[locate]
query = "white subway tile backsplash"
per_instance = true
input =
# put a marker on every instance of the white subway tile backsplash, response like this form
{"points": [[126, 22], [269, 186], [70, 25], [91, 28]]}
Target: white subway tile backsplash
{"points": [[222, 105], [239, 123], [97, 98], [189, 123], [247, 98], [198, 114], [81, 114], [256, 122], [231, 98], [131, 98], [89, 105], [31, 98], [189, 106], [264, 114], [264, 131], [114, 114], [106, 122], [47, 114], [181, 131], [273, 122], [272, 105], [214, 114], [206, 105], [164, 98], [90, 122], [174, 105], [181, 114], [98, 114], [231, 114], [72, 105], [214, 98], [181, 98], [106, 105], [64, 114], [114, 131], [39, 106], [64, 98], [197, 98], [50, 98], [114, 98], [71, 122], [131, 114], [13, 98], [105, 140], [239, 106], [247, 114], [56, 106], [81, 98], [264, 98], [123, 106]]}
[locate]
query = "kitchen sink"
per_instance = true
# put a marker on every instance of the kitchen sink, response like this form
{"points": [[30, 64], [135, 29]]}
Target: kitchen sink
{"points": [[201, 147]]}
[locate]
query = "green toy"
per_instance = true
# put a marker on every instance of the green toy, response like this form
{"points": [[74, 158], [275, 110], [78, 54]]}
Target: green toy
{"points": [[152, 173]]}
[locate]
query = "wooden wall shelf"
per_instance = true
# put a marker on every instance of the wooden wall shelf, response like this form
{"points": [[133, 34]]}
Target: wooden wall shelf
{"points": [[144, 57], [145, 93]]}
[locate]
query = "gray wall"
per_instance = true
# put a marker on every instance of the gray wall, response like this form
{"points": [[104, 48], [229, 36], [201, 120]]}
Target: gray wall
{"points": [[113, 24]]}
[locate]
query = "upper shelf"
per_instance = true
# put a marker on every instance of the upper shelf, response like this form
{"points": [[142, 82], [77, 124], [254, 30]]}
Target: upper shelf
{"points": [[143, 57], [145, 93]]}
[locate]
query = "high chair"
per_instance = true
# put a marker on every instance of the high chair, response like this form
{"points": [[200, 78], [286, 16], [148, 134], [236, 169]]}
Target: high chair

## [AIM OF THE TASK]
Each of the records should be retyped exactly.

## [OUTPUT FOR THIS EXERCISE]
[locate]
query = "white subway tile backsplash"
per_instance = true
input =
# put a marker on every instance of the white subway tile backsplash, response like this form
{"points": [[126, 22], [269, 186], [70, 25], [91, 28]]}
Target: white subway tile backsplash
{"points": [[222, 105], [239, 123], [97, 98], [189, 123], [247, 98], [198, 114], [81, 114], [256, 122], [231, 98], [131, 98], [89, 105], [31, 98], [189, 106], [264, 114], [264, 131], [114, 114], [106, 122], [47, 114], [181, 131], [273, 122], [272, 105], [214, 114], [206, 105], [164, 98], [90, 122], [174, 105], [181, 114], [98, 114], [231, 114], [72, 105], [214, 98], [181, 98], [106, 105], [64, 114], [114, 131], [39, 106], [64, 98], [197, 98], [50, 98], [114, 98], [71, 122], [131, 114], [13, 98], [105, 140], [239, 106], [247, 114], [56, 106], [81, 98], [264, 98], [123, 106]]}
[locate]
query = "kitchen sink"
per_instance = true
# put a marker on every instance of the kitchen sink, response like this form
{"points": [[30, 64], [135, 29]]}
Target: kitchen sink
{"points": [[201, 147]]}
[locate]
query = "green toy"
per_instance = true
# put a marker on every instance of the green toy, response like this form
{"points": [[74, 158], [275, 110], [78, 54]]}
Target: green toy
{"points": [[152, 173]]}
[locate]
query = "wooden wall shelf"
per_instance = true
# put a marker on every instance of the wooden wall shelf, response like this form
{"points": [[133, 34]]}
Target: wooden wall shelf
{"points": [[144, 57], [145, 93]]}
[locate]
query = "gray wall"
per_instance = true
# put a marker on every instance of the gray wall, response like this form
{"points": [[104, 48], [229, 36], [201, 120]]}
Target: gray wall
{"points": [[113, 24]]}
[locate]
query = "upper shelf"
per_instance = true
# put a marker on every instance of the upper shelf, response like this form
{"points": [[142, 82], [77, 124], [254, 30]]}
Target: upper shelf
{"points": [[143, 57], [145, 93]]}
[locate]
query = "high chair"
per_instance = true
# put a marker on every instance of the high chair, response like this form
{"points": [[200, 78], [286, 16], [148, 134], [236, 169]]}
Target: high chair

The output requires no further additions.